- _Records shown_
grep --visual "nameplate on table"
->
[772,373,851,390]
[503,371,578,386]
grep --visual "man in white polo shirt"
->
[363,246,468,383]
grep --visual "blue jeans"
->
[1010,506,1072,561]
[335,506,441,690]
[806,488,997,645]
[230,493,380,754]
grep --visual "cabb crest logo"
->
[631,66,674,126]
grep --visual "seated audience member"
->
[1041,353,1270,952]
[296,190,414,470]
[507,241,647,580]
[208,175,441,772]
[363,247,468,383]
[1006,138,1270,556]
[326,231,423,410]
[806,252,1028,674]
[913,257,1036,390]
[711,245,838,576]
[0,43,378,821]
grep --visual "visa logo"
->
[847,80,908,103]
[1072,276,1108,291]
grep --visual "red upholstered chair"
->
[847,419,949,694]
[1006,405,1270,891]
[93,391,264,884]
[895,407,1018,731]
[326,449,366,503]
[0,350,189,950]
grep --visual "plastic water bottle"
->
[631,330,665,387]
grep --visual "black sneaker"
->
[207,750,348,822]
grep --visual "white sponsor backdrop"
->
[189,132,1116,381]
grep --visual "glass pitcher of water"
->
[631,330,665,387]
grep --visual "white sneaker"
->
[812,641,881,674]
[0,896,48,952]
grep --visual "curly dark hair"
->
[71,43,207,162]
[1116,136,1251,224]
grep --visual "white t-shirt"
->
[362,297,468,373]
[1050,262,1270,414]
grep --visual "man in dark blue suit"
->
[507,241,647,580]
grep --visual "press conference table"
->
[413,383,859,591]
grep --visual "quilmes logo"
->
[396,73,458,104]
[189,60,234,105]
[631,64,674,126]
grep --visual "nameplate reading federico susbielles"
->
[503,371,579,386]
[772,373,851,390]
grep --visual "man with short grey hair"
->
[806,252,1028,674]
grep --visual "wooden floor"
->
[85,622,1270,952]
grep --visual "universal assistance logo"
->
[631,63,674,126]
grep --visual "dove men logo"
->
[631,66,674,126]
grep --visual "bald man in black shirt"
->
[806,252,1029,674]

- _What needs to be done_
Return every line of the data above word for word, changing nothing.

- _Finished task_
grep --visual "nameplate on table"
->
[772,373,851,390]
[503,371,578,386]
grep --visual "man in white polo shirt"
->
[363,246,468,383]
grep --visual "blue jeans"
->
[1010,506,1072,561]
[335,506,441,690]
[806,488,997,645]
[230,493,380,754]
grep --visual "cabb crest logo"
->
[631,66,674,126]
grep --visual "seated audience member"
->
[1041,353,1270,952]
[296,190,414,470]
[507,241,647,580]
[208,175,441,772]
[363,247,468,383]
[1006,138,1270,556]
[326,231,423,410]
[806,252,1028,674]
[913,257,1036,390]
[711,245,838,576]
[0,43,378,821]
grep --visual "visa logo"
->
[847,80,908,103]
[1072,276,1108,291]
grep --visual "red upholstered chair"
->
[847,419,949,694]
[1006,405,1270,891]
[93,391,264,884]
[895,407,1018,731]
[326,449,366,503]
[0,350,189,950]
grep --visual "plastic water bottle"
->
[631,330,665,387]
grep --visual "black sneaker"
->
[207,750,348,822]
grep --visual "white sponsor backdrop"
->
[189,132,1116,381]
grep --visual "glass pitcher of water"
->
[631,330,665,387]
grep --visual "white sneaker"
->
[812,641,881,674]
[0,896,48,952]
grep --visual "curly dark hair"
->
[71,43,207,162]
[1116,136,1251,224]
grep --visual "white t-shirt"
->
[362,297,468,373]
[1050,262,1270,414]
grep --visual "man in dark blue suit"
->
[507,241,647,580]
grep --visual "press conference table"
->
[413,383,859,591]
grep --visual "quilmes logo"
->
[396,73,458,104]
[189,60,234,105]
[631,64,674,126]
grep --visual "nameplate reading federico susbielles"
->
[503,371,579,386]
[772,373,851,390]
grep --visual "man with short grey hair"
->
[806,252,1028,674]
grep --visual "wooden floor"
->
[85,622,1270,952]
grep --visual "universal assistance logo"
->
[631,63,674,126]
grep --visual "dove men logo"
->
[631,66,674,126]
grep --visual "bald man in black shirt"
->
[806,252,1029,674]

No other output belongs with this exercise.